● **Page excerpt**:
★ ★ ★ ★ ★ ★ ★

Remote working back as pandemic fears spread
At Tech.pinions Carolina Milanesi writes about remote working during the COVID-19 epidemic:
There has been a lot of talk over the last week of how COVID-19 might be the pivotal moment for remote working to really take off. China, Silicon Valley, Japan and even Italy are all adopting remote working at various degrees to limit the spreading of the virus. There is such excitement around remote work that brands like Zoom have seen their stock value climb up.
While I really hope people are right and we will see remote working remain relevant once the threat is removed, I cannot help but be skeptical because we have been here before.
Source: Why Does it Take the Threat of a Pandemic to Support Remote Working? – Tech.pinions
Teleworking has been a perennial technology story for well over a generation. I’ve written about the idea since the late 1980s. One of the first posts on this site was Will bosses accept telecommuting?
Telework in 2000
In the run-up to the Sydney Olympics in 2000 I was working for The Australian Financial Review.
In Avoid the rush and take up teleworking I wrote about Sydney’s plan to keep workers from commenting into the city during the games. From memory there was a lot of extra traffic at the time, in part because businesses took precautions.
ORTA, the Olympic Roads and Transport Authority, is promoting teleworking as a strategy to help companies beat anticipated transport problems. Teleworking happens when people carry out work at a location other than their normal office, but remain linked to the office. The connection might be as simple as a phone or a fax, but increasingly it involves remote computers linking to an office network.

★ ★ ★ ★ ★ ★ ★

● **Data shown**:
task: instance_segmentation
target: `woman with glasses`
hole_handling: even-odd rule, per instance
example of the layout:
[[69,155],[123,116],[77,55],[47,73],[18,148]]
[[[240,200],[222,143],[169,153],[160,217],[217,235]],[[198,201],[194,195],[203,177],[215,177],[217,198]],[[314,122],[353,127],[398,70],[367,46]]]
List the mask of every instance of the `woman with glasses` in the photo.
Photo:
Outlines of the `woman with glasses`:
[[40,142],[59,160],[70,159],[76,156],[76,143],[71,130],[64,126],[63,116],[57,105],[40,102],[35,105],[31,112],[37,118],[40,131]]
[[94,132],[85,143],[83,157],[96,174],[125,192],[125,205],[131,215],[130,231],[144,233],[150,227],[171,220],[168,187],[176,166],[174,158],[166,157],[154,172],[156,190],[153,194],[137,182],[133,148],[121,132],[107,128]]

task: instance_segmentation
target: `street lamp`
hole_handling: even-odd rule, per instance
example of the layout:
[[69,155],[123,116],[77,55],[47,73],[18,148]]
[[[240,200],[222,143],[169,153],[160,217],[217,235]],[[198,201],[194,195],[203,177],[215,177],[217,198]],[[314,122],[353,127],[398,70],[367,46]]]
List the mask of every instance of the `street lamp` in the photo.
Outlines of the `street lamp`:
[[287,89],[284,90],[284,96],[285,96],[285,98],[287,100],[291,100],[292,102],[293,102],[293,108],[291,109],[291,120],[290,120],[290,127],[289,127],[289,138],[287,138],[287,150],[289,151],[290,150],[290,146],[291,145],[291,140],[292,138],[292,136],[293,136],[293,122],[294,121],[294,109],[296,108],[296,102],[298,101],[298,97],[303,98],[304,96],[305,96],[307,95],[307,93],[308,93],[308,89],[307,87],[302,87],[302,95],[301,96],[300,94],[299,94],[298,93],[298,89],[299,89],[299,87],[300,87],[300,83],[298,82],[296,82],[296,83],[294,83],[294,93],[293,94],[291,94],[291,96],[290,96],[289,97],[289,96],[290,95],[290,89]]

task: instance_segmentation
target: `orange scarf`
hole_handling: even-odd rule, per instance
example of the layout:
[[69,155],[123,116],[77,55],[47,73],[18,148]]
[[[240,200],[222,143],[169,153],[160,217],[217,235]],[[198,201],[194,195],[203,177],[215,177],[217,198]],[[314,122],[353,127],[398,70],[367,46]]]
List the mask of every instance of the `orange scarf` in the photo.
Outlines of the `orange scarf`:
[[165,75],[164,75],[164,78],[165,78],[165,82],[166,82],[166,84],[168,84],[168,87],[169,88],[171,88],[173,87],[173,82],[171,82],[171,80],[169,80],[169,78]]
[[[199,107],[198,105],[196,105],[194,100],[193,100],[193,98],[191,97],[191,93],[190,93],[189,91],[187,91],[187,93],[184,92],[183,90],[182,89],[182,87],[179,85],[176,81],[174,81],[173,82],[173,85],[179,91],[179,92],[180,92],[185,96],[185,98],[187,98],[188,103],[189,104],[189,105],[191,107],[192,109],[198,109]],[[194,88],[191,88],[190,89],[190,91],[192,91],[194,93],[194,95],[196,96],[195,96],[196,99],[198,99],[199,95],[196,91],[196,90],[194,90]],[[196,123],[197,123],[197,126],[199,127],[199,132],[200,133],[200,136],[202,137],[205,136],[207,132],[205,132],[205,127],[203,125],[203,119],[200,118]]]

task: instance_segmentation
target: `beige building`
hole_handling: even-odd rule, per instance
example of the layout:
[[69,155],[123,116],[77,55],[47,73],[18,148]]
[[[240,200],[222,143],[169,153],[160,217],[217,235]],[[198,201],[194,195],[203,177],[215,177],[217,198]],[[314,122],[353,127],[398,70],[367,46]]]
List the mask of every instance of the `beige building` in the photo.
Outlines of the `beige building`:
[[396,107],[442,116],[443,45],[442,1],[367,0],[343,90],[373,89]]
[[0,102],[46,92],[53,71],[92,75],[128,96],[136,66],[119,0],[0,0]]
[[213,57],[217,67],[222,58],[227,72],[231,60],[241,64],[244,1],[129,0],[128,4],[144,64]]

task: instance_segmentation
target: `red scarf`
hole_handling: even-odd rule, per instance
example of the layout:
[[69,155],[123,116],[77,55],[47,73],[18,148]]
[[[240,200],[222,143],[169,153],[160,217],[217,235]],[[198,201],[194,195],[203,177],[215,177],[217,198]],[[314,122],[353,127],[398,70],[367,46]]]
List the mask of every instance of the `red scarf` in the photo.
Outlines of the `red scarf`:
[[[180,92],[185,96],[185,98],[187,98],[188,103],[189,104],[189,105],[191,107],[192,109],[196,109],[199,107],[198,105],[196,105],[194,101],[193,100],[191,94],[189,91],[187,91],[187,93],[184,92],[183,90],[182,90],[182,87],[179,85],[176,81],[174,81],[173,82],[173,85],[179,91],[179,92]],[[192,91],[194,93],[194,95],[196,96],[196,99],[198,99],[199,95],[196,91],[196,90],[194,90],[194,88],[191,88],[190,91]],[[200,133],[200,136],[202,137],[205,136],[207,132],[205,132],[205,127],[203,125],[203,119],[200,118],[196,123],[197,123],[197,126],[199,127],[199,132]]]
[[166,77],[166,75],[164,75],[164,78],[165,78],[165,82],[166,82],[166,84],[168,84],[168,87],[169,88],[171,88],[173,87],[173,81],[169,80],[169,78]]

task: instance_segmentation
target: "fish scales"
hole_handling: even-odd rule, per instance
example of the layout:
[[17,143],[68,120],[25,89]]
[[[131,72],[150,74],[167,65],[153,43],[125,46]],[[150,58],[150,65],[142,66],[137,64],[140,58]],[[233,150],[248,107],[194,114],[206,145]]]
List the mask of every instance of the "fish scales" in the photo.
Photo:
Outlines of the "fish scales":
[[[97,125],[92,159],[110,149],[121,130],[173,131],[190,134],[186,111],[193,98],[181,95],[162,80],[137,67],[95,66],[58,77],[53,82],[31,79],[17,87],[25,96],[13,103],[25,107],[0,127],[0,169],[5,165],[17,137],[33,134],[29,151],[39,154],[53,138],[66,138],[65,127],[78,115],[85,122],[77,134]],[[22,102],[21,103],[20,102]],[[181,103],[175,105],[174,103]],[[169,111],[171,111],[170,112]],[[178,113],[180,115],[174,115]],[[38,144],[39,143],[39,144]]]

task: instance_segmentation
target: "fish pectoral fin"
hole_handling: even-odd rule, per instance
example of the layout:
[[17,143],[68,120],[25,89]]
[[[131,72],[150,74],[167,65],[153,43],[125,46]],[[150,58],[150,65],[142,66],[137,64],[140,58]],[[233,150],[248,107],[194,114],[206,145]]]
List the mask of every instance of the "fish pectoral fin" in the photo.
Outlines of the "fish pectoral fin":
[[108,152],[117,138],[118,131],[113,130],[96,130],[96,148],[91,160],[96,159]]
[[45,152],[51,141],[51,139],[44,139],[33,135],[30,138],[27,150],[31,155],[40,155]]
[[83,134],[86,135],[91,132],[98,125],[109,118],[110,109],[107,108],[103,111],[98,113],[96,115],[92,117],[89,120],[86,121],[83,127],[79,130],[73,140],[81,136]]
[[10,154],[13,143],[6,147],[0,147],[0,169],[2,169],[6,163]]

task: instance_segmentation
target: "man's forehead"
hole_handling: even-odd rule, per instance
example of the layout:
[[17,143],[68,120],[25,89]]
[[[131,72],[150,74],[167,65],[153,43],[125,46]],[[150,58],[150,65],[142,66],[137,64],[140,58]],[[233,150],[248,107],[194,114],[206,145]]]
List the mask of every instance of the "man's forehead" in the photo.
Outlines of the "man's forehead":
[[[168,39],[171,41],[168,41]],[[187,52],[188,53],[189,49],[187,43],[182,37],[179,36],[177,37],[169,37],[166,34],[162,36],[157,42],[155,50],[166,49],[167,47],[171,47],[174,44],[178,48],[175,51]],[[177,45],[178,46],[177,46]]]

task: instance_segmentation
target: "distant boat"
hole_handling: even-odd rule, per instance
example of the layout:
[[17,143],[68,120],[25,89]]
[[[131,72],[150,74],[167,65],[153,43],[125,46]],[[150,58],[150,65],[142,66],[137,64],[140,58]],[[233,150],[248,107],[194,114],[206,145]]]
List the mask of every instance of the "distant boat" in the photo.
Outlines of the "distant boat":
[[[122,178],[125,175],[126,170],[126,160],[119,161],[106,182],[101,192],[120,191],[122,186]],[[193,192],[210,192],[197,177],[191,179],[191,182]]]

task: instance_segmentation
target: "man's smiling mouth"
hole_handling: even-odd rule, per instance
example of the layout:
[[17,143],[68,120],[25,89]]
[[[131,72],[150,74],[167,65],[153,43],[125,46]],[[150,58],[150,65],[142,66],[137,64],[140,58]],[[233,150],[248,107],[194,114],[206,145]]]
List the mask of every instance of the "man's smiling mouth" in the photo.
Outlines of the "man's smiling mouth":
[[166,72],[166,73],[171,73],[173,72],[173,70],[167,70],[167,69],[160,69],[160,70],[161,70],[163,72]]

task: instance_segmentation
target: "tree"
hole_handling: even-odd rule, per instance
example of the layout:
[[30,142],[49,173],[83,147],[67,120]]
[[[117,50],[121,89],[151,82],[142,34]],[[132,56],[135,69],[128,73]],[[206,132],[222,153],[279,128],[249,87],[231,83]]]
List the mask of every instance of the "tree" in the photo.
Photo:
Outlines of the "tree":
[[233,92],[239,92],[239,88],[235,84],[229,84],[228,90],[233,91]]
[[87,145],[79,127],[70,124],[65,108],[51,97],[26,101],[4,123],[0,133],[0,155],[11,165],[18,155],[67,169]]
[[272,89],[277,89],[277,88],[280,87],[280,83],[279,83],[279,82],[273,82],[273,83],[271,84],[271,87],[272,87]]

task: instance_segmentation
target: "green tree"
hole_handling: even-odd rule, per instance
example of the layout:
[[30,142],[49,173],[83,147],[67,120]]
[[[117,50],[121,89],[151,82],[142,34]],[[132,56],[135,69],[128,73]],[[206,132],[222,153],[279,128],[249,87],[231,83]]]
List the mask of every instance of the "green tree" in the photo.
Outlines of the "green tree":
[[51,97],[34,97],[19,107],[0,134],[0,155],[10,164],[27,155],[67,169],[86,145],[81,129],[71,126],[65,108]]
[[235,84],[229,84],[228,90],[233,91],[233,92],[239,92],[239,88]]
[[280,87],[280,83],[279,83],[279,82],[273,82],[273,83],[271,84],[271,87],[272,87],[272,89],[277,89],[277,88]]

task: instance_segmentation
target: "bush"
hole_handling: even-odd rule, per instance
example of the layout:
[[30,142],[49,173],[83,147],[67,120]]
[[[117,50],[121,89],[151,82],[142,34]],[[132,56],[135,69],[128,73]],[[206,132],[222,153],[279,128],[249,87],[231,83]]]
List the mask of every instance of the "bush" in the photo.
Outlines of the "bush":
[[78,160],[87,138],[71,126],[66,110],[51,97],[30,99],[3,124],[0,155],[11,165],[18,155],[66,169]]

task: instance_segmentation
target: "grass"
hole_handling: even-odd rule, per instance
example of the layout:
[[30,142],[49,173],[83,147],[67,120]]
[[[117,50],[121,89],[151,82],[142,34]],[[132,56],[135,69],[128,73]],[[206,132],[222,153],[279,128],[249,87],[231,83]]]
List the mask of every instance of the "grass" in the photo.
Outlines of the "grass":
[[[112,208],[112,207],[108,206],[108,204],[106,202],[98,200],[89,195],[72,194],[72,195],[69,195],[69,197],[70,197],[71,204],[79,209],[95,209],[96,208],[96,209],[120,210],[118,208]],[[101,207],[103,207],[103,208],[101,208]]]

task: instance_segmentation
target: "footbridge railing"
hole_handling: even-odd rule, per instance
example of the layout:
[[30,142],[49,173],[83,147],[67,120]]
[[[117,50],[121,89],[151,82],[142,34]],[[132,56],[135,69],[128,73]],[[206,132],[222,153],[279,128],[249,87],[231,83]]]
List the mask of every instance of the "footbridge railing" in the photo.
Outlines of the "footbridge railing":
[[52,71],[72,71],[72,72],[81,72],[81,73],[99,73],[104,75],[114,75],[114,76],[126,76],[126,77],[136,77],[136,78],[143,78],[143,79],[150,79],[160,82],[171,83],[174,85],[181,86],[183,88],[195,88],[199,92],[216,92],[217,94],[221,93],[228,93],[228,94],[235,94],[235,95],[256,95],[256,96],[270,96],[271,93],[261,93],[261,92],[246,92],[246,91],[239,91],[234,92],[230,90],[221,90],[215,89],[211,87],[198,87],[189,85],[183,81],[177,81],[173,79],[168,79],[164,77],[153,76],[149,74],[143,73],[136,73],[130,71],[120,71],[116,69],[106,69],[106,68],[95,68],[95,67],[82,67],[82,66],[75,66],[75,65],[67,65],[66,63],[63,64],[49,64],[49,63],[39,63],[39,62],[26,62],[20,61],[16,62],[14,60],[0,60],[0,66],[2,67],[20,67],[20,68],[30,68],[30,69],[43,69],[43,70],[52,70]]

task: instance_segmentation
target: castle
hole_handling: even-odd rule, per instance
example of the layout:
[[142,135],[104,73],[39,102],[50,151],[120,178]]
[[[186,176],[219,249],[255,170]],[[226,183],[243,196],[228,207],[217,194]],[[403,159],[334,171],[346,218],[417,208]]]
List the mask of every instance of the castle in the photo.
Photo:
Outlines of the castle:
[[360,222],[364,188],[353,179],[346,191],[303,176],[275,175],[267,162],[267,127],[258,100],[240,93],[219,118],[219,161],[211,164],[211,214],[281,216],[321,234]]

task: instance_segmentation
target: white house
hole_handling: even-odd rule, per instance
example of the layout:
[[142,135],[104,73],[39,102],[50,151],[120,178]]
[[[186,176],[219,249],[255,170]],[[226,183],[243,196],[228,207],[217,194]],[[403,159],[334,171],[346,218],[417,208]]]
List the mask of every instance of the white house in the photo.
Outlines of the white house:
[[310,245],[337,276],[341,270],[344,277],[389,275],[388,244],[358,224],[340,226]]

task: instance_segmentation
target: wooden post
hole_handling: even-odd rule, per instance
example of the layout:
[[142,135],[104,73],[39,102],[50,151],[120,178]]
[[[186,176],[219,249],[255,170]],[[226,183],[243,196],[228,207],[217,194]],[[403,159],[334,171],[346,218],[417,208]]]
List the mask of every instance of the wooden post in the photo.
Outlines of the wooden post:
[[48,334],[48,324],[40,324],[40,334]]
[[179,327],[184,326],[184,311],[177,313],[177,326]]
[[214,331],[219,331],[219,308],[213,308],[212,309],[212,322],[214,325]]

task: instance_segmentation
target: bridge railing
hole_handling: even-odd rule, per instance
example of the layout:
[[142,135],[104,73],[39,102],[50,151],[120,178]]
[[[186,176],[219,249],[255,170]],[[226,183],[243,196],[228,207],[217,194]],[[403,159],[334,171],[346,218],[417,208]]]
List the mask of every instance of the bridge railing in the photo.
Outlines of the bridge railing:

★ ★ ★ ★ ★ ★ ★

● **Task list**:
- 1) Say whether each statement below agrees with the remote working article. Answer yes or no for each and quote the deciding words.
(a) The writer has been writing about teleworking since the late 1980s.
(b) Zoom's stock value fell amid the excitement around remote work.
(c) ORTA is the Olympic Roads and Transport Authority.
- 2) According to the remote working article, where was the writer working in the run-up to the Sydney Olympics in 2000?

● **Expected responses**:
- 1)
(a) Yes: "I’ve written about the idea since the late 1980s."
(b) No: "brands like Zoom have seen their stock value climb up."
(c) Yes: "ORTA, the Olympic Roads and Transport Authority, is promoting teleworking"

- 2) The Australian Financial Review.